■ **Selected excerpt**
I can speak from personal experience that not having a rainy day fund sucks.  Back in 2009, I was already on thin ice with my credit and was basically living check to check…and ended up being laid off for 3 months.  Even though this was a relatively short period of time, it sent me on a financial/credit death spiral that has taken me almost 5 years to recover.

 

So as important as it is to build great credit, please do not forget to put money away for the three purposes stated above.  Even for college kids, putting small amounts put away consistently can make a BIG difference down the road.  I started my rainy day fund by putting in only $50/month.  Now I’ve got a solid 4 months gross salary in there, and hoping to have 6 months by the end of the year.

 

OK I’m off the soap box now…lol.


Great post! I was happy to read about the three savings accounts. Good to know that I am doing things right. 

Message 11 of 33
Dw4250
Valued Contributor

Re: CCs as "Emergency Funds" vs. Regular Savings


@wa3more wrote:

unfortunately, he was his own financial planner. Most sucessful people think their success translates to other business ventures outside their area of expertise. But they dont realize "they dont know what they don't know". Can't go wrong with real estate right ??

[Point-based annotation data]

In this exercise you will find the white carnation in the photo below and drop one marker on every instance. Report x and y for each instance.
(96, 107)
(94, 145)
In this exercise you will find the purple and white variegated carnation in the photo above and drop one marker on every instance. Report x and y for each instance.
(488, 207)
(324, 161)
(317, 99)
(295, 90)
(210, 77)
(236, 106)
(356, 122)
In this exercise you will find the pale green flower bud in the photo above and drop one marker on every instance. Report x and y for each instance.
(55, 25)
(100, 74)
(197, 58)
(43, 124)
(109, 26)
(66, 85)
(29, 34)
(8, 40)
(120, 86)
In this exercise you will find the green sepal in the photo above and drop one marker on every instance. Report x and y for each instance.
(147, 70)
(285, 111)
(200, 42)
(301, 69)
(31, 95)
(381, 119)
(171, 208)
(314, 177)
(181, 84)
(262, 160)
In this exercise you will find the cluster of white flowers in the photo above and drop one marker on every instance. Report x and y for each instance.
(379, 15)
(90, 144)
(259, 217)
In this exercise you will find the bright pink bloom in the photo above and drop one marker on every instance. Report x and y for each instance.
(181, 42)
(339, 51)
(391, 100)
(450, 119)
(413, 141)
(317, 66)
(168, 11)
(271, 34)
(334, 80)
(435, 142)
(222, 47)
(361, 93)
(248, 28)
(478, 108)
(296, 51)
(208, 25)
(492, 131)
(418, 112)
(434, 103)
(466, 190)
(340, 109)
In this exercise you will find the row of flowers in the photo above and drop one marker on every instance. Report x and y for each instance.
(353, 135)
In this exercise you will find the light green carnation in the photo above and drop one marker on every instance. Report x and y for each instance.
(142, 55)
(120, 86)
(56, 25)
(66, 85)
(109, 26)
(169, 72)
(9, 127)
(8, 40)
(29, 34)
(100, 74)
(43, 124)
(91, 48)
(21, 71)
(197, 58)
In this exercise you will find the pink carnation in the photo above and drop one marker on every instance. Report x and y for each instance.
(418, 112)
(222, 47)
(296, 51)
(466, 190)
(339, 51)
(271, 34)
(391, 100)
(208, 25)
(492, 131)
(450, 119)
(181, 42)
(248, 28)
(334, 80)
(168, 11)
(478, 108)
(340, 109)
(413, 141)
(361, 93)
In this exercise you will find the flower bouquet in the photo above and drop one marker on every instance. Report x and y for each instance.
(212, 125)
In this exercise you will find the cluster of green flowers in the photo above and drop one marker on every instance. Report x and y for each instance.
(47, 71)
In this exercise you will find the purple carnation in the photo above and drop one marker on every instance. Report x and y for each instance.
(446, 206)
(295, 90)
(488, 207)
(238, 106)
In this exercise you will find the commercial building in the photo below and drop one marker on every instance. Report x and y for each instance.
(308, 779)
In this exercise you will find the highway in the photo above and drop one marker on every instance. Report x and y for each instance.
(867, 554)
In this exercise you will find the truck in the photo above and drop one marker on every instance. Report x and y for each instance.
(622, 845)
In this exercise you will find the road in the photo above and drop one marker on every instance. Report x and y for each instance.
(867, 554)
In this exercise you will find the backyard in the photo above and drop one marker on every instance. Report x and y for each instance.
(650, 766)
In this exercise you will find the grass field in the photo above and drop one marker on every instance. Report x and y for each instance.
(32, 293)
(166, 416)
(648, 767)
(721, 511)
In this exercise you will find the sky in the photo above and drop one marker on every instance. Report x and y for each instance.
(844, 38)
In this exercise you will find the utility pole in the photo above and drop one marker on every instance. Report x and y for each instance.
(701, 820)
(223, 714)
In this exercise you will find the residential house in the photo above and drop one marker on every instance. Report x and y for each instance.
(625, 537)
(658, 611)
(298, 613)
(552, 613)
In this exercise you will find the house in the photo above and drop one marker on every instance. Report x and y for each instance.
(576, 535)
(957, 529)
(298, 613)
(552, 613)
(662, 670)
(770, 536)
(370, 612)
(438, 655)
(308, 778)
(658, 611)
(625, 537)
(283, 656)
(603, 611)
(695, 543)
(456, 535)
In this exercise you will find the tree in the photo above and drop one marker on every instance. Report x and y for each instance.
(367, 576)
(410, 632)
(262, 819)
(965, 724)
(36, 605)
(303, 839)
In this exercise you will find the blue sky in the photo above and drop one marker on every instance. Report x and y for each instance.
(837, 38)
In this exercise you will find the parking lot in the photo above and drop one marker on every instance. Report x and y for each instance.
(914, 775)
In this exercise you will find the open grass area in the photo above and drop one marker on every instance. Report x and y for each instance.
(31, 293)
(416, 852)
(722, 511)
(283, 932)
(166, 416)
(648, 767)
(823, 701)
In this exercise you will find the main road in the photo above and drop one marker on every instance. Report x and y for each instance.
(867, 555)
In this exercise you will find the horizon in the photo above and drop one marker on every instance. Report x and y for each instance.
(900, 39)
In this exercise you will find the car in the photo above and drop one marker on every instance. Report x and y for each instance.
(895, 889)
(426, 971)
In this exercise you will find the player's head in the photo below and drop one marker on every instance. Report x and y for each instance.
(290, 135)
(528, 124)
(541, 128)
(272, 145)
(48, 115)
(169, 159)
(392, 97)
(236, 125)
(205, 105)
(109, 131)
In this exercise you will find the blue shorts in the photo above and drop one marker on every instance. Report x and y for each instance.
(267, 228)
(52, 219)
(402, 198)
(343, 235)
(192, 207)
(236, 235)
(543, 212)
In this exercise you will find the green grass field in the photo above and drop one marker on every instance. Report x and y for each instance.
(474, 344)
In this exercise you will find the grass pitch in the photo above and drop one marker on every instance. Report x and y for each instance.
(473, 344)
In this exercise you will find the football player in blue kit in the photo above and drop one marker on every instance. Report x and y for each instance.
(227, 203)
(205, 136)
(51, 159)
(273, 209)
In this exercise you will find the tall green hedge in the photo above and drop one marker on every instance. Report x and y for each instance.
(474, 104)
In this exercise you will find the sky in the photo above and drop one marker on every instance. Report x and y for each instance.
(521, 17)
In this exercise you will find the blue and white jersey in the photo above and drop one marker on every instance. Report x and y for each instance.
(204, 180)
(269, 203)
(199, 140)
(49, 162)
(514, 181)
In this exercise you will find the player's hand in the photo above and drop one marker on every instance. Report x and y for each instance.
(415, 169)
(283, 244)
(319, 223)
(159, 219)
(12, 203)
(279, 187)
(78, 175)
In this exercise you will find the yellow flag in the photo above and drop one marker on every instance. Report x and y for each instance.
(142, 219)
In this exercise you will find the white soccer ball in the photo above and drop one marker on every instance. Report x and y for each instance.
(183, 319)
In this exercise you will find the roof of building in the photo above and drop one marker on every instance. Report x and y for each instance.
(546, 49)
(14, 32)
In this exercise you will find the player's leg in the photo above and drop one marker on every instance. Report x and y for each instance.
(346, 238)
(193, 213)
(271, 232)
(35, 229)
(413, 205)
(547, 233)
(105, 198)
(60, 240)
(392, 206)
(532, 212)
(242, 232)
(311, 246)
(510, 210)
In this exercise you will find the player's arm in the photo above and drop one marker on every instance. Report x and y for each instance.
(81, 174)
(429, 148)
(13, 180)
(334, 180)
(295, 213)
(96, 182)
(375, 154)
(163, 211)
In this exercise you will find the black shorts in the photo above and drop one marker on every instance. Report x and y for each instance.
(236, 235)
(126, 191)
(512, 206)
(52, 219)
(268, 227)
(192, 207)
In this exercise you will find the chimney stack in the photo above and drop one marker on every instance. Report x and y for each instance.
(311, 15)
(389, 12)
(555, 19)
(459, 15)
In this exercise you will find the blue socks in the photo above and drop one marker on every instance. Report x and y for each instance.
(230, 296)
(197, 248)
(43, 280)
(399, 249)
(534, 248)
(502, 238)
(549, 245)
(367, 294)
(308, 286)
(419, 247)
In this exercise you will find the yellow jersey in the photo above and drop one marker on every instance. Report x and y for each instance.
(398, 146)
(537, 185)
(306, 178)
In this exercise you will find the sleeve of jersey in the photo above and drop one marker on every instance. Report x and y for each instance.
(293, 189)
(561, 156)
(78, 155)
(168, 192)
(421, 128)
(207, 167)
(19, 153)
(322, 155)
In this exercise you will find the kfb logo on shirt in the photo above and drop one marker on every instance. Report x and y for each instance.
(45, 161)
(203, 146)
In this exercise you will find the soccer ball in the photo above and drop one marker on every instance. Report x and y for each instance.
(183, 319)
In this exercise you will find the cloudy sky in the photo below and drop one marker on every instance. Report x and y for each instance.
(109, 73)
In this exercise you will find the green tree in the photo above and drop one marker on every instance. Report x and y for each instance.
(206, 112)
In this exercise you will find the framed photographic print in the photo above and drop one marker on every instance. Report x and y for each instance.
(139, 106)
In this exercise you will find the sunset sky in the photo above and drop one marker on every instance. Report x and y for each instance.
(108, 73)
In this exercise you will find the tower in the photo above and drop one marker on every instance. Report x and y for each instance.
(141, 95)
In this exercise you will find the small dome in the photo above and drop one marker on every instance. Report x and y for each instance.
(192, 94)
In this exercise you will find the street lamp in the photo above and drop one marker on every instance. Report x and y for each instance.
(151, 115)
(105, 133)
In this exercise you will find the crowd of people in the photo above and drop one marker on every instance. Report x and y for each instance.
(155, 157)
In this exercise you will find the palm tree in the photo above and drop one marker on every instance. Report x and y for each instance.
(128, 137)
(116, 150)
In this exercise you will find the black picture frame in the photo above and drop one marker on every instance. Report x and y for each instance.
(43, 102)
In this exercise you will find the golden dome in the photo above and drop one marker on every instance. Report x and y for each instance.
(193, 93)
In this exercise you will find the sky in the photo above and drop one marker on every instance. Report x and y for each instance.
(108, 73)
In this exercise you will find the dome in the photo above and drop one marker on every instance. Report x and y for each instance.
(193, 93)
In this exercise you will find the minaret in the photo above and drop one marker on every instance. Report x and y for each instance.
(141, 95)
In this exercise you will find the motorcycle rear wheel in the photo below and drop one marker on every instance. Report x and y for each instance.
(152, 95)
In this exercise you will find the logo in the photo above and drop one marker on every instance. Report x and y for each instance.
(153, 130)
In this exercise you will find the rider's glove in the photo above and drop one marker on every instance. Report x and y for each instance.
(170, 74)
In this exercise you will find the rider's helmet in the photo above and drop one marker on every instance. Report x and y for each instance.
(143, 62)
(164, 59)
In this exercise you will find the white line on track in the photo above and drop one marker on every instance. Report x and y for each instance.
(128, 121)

■ **Written task 1**
According to the forum post, how much did the writer put into the rainy day fund each month at the start?
■ **Written task 2**
Select every line of the listing that contains the string "green", treating uppercase and lowercase as different.

■ **Correct result 1**
$50 per month.

■ **Correct result 2**
In this exercise you will find the pale green flower bud in the photo above and drop one marker on every instance. Report x and y for each instance.
In this exercise you will find the green sepal in the photo above and drop one marker on every instance. Report x and y for each instance.
In this exercise you will find the light green carnation in the photo above and drop one marker on every instance. Report x and y for each instance.
In this exercise you will find the cluster of green flowers in the photo above and drop one marker on every instance. Report x and y for each instance.
In this exercise you will find the green grass field in the photo above and drop one marker on every instance. Report x and y for each instance.
In this exercise you will find the tall green hedge in the photo above and drop one marker on every instance. Report x and y for each instance.
In this exercise you will find the green tree in the photo above and drop one marker on every instance. Report x and y for each instance.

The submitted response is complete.